- [What the task asks]
Rescale the entries from the line containing "Check that one keypoint sits on every instance of the metal" through the end of the entries, inclusive. Copy every line in that span, worded lines included, and multiply each coordinate in the points by 2.5, rounding to the nearest whole number with halves going up.

- [Dataset records]
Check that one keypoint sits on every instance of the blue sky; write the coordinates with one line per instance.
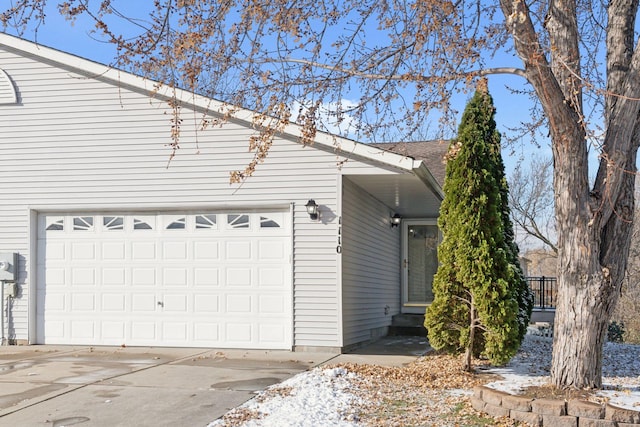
(510, 109)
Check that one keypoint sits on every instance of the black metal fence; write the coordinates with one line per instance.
(544, 291)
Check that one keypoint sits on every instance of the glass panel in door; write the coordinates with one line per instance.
(421, 262)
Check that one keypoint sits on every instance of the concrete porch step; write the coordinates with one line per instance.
(407, 325)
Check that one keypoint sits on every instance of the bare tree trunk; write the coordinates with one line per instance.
(468, 357)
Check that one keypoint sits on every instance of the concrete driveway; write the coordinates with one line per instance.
(135, 386)
(140, 386)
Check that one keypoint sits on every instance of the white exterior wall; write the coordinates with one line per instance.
(75, 143)
(370, 265)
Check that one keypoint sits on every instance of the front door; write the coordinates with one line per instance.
(420, 261)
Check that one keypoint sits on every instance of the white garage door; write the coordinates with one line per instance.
(197, 279)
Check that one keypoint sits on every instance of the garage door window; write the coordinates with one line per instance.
(206, 221)
(143, 223)
(238, 221)
(83, 223)
(55, 223)
(268, 223)
(111, 223)
(177, 224)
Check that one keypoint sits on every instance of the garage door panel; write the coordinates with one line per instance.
(206, 332)
(174, 276)
(238, 277)
(206, 303)
(114, 303)
(143, 276)
(83, 302)
(271, 250)
(113, 251)
(207, 250)
(206, 277)
(114, 276)
(271, 277)
(186, 279)
(238, 250)
(174, 251)
(83, 251)
(143, 251)
(143, 303)
(82, 276)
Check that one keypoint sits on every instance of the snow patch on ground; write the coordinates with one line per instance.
(328, 397)
(531, 367)
(320, 397)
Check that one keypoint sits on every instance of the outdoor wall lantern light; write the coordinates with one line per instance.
(395, 220)
(312, 209)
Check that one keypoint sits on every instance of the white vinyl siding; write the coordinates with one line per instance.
(75, 143)
(370, 265)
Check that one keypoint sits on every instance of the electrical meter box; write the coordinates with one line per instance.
(8, 266)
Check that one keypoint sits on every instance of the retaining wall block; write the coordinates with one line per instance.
(519, 403)
(496, 410)
(477, 391)
(590, 422)
(559, 421)
(530, 418)
(549, 407)
(621, 415)
(582, 408)
(493, 397)
(477, 404)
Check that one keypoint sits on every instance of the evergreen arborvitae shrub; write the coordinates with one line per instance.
(479, 290)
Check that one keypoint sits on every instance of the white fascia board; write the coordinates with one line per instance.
(339, 145)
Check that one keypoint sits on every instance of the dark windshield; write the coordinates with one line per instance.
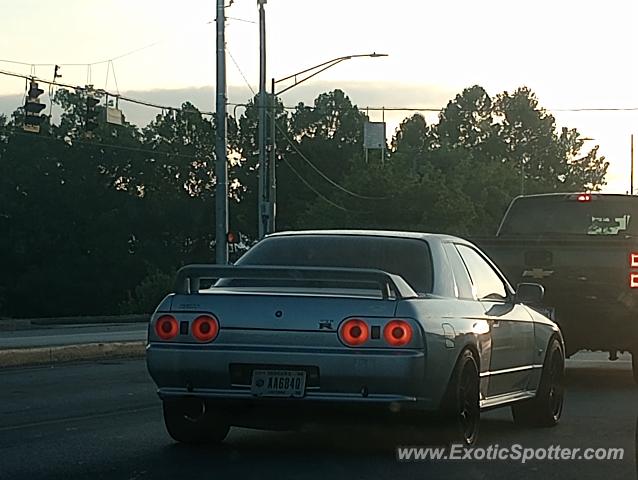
(565, 215)
(407, 257)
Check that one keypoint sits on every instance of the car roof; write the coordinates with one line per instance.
(569, 194)
(372, 233)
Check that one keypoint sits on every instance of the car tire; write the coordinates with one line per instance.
(460, 409)
(546, 408)
(188, 421)
(634, 365)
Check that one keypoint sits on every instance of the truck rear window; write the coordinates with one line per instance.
(407, 257)
(565, 215)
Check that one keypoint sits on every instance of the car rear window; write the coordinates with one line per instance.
(410, 258)
(566, 215)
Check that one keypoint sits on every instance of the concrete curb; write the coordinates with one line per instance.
(12, 324)
(21, 357)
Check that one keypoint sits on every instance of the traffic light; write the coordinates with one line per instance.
(91, 114)
(32, 108)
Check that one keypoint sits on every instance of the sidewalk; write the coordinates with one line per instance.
(47, 343)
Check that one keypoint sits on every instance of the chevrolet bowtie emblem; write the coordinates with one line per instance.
(537, 273)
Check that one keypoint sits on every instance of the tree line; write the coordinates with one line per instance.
(99, 224)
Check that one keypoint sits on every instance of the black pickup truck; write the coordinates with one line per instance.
(583, 248)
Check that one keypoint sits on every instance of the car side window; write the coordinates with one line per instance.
(461, 277)
(485, 281)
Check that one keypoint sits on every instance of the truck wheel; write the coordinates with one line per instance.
(460, 409)
(187, 421)
(546, 408)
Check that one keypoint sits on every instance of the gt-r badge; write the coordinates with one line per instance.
(538, 273)
(325, 325)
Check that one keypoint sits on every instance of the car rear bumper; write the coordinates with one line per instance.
(339, 377)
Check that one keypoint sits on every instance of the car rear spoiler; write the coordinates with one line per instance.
(391, 286)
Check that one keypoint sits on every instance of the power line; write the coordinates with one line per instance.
(316, 192)
(14, 131)
(323, 175)
(294, 146)
(110, 94)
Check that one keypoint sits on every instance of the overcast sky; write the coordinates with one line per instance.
(573, 54)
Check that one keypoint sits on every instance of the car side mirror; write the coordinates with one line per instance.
(530, 293)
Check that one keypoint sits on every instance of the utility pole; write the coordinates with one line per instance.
(221, 166)
(263, 205)
(631, 182)
(273, 167)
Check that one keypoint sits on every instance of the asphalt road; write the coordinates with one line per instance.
(56, 335)
(103, 420)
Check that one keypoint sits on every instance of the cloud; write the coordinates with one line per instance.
(363, 94)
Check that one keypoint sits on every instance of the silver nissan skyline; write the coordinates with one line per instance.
(316, 326)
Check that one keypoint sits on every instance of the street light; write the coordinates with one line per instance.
(268, 184)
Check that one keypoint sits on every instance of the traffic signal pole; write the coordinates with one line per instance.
(221, 163)
(263, 213)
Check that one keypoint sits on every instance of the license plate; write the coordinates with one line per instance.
(278, 383)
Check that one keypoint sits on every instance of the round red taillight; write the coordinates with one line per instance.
(397, 333)
(354, 332)
(166, 327)
(205, 328)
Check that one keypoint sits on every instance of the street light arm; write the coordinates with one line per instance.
(326, 66)
(322, 67)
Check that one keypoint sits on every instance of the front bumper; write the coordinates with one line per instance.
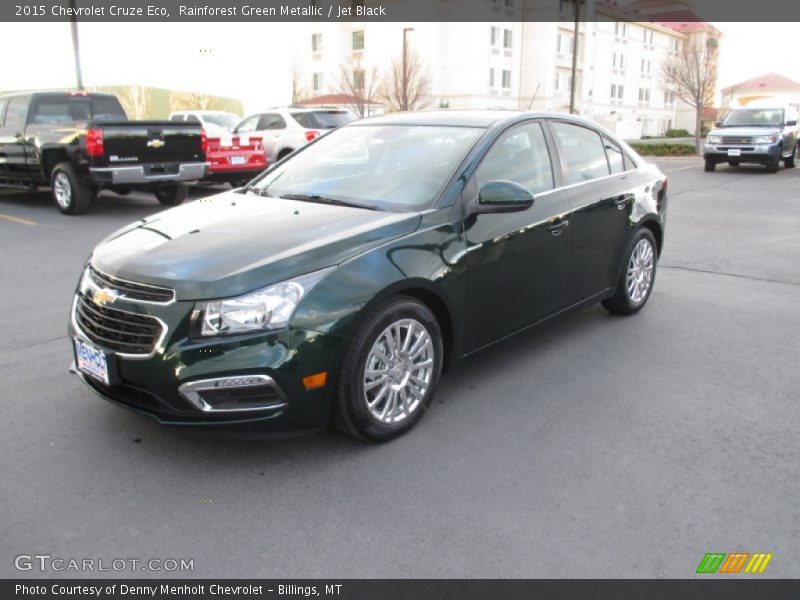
(761, 153)
(149, 174)
(171, 384)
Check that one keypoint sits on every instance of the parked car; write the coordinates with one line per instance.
(217, 123)
(754, 134)
(342, 282)
(235, 160)
(80, 143)
(286, 129)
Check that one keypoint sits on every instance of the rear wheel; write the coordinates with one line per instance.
(637, 278)
(774, 163)
(171, 194)
(390, 372)
(71, 195)
(790, 162)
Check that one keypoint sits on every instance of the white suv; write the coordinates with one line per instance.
(283, 130)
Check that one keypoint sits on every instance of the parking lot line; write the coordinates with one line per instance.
(17, 220)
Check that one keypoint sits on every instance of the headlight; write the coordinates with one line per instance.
(261, 310)
(765, 139)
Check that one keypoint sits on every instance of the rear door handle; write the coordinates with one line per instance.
(557, 227)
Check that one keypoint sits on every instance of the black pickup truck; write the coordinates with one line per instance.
(78, 143)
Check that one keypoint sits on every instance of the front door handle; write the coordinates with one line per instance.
(556, 227)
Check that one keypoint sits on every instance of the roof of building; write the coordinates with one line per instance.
(769, 81)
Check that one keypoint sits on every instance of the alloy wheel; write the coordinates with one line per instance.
(640, 271)
(398, 371)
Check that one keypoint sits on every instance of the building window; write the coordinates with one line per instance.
(358, 40)
(316, 42)
(358, 79)
(507, 38)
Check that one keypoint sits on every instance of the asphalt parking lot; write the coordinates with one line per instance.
(593, 446)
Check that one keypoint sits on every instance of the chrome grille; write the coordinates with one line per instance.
(116, 329)
(729, 139)
(132, 291)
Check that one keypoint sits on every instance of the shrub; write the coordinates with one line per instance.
(677, 133)
(664, 149)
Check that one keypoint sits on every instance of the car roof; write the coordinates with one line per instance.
(463, 118)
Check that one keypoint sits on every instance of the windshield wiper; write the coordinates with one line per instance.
(325, 200)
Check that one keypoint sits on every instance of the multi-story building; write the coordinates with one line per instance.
(524, 60)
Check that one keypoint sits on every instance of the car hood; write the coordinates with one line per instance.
(745, 131)
(233, 243)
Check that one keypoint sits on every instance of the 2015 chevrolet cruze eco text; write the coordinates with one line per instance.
(340, 283)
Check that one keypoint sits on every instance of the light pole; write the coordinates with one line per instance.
(76, 51)
(404, 105)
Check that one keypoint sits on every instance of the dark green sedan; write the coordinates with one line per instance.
(342, 282)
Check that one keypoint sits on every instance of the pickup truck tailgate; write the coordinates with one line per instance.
(145, 142)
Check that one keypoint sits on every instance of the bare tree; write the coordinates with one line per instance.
(692, 76)
(359, 85)
(135, 99)
(179, 100)
(299, 90)
(408, 84)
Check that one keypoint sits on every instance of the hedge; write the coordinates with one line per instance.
(664, 149)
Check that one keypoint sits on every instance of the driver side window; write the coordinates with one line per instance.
(519, 155)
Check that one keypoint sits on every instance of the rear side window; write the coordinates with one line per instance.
(583, 152)
(17, 112)
(271, 121)
(615, 157)
(52, 110)
(107, 108)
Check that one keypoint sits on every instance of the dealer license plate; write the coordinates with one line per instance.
(91, 361)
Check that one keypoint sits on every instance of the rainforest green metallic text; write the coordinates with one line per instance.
(455, 260)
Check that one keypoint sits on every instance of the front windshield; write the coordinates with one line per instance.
(754, 117)
(227, 120)
(390, 167)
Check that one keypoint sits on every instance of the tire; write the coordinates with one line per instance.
(791, 162)
(774, 163)
(629, 298)
(384, 411)
(171, 194)
(71, 195)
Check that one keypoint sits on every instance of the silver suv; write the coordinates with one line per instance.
(283, 130)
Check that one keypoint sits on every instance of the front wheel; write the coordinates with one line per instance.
(171, 194)
(637, 278)
(390, 372)
(790, 162)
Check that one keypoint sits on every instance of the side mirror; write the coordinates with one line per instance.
(503, 196)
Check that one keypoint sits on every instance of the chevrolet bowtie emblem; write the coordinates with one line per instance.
(105, 296)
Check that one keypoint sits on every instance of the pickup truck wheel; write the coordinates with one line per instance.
(774, 163)
(71, 195)
(171, 194)
(790, 162)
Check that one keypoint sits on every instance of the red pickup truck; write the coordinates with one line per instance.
(235, 160)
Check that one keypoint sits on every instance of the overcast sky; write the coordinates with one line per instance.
(249, 61)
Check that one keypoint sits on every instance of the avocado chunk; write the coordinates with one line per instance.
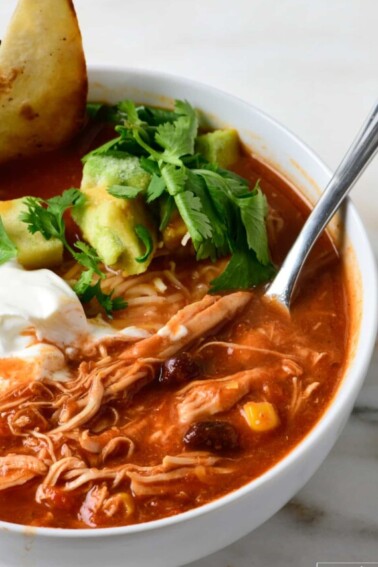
(34, 251)
(114, 169)
(108, 223)
(221, 147)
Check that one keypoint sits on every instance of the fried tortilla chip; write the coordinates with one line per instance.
(43, 78)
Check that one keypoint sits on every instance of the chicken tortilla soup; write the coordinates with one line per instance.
(142, 372)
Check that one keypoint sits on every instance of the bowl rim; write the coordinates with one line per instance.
(344, 395)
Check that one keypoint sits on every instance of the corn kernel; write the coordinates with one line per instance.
(261, 416)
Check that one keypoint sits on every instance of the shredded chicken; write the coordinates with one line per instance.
(18, 469)
(134, 367)
(207, 397)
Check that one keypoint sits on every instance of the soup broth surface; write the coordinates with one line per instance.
(167, 428)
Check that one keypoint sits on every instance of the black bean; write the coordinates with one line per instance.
(178, 370)
(212, 435)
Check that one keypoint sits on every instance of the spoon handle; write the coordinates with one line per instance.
(355, 161)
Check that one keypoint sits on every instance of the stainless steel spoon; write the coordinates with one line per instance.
(355, 161)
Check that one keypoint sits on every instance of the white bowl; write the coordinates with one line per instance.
(180, 539)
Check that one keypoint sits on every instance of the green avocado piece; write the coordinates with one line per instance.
(221, 147)
(108, 170)
(33, 251)
(107, 222)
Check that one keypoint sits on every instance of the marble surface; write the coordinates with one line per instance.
(313, 66)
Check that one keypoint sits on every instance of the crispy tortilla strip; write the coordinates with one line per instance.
(43, 79)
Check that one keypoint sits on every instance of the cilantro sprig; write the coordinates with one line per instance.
(8, 249)
(222, 215)
(47, 217)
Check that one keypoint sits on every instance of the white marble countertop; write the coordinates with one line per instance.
(314, 67)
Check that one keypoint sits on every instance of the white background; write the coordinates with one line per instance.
(312, 65)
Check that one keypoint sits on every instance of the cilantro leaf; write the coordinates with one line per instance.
(149, 165)
(156, 188)
(177, 138)
(253, 209)
(242, 272)
(174, 178)
(125, 191)
(167, 206)
(190, 209)
(87, 292)
(88, 258)
(46, 217)
(145, 236)
(8, 249)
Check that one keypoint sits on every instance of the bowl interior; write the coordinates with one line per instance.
(275, 145)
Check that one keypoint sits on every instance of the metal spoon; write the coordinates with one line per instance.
(355, 161)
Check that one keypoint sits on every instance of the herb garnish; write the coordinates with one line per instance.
(46, 217)
(8, 249)
(222, 215)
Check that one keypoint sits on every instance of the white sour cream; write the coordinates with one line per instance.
(41, 301)
(38, 304)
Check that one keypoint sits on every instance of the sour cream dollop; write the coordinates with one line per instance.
(41, 301)
(42, 320)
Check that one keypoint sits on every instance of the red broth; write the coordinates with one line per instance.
(295, 365)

- [Correct result]
Check that one keypoint sits on every instance of the metal spoon; write the coordinates with one line per instance.
(888, 403)
Check that one keypoint sits on every instance of the herb garnish; write the coordinates with one line per instance.
(115, 543)
(20, 623)
(555, 538)
Check that one keypoint sits on every instance of the white sour cream; write the coordinates with one line per instance.
(103, 753)
(95, 760)
Check that one keypoint sits on every instance of the sour cream dollop; write the coordinates with one line per instance.
(103, 753)
(105, 800)
Check that one keypoint sits on every instance of the red broth; write the coordinates with one line per instance.
(738, 913)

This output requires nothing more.